* Begin SUPPLIED DATA *

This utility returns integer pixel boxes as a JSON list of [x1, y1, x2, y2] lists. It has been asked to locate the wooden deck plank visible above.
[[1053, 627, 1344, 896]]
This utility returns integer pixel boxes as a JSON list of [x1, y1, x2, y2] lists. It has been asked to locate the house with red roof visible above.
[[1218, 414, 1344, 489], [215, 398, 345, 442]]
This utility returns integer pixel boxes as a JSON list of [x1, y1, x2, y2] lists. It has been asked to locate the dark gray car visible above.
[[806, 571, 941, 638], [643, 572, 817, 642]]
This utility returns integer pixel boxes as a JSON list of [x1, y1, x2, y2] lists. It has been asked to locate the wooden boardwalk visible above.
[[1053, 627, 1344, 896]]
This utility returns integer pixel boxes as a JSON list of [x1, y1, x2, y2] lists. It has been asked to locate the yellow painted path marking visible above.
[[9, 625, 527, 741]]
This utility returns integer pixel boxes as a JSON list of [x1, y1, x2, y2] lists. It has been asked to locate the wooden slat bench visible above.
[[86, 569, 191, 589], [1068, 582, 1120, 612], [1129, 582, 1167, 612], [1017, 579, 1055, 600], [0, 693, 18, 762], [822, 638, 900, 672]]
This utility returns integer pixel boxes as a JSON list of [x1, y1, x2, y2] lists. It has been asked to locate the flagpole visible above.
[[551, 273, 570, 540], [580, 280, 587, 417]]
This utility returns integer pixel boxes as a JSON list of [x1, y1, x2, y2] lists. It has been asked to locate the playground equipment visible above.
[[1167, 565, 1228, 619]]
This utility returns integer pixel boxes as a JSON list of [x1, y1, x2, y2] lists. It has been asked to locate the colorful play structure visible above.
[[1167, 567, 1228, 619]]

* End SUPPLIED DATA *

*THE REQUEST:* Rewrite all of the lines above, replacing "utility" with "tool" wherever it occurs and leaving everything else untouched.

*REPLY TO THE EXERCISE:*
This tool returns integer pixel boxes as a JSON list of [x1, y1, x2, y2] lists. It has been asked to locate the wooden deck plank visible above.
[[1053, 627, 1344, 896]]
This tool returns integer pixel boxes as a JSON list of [x1, y1, x2, y2] lists. It has been asked to locate the house with red roof visible above.
[[1218, 414, 1344, 489], [215, 398, 345, 442]]
This tool returns integer pixel boxes as a JSON list of [x1, y1, x2, y2] lists. It has been asked to locate the dark gray car visible above.
[[806, 571, 941, 638], [643, 572, 817, 642]]
This tool returns integer pixel boxes as a JSON list of [x1, y1, x2, y2] lists. It has been asked to locate the wooden boardwalk visible above.
[[1053, 627, 1344, 896]]
This tool returns integer pixel boxes as a JSON list of [x1, y1, x2, y2] lists. It has been asked to locate the yellow painted path marking visible above.
[[9, 625, 527, 741]]
This tool returns integer pixel boxes as a JSON list of [x1, y1, x2, y2] lists. It has been asked to locate the wooden slat bench visible above.
[[86, 569, 191, 589], [1068, 582, 1120, 612], [1129, 582, 1167, 612], [1017, 579, 1055, 600], [0, 693, 18, 762], [822, 638, 900, 672]]
This tool returns integer pixel boxes as a JSON list of [x1, y1, x2, y2] lists. It has been asked to locate the flagpole visible above.
[[551, 273, 570, 540], [580, 280, 587, 417]]
This tool returns integer pixel boxes as a JSON list of [x1, y1, x2, y2] lists. It has been asked to locate the playground equipment visible above.
[[1167, 565, 1228, 619]]
This tool returns integer pixel boxes as a JSON list of [x1, y1, x2, y2] lists. It has been asked to locate the colorful play structure visible above.
[[1167, 567, 1228, 619]]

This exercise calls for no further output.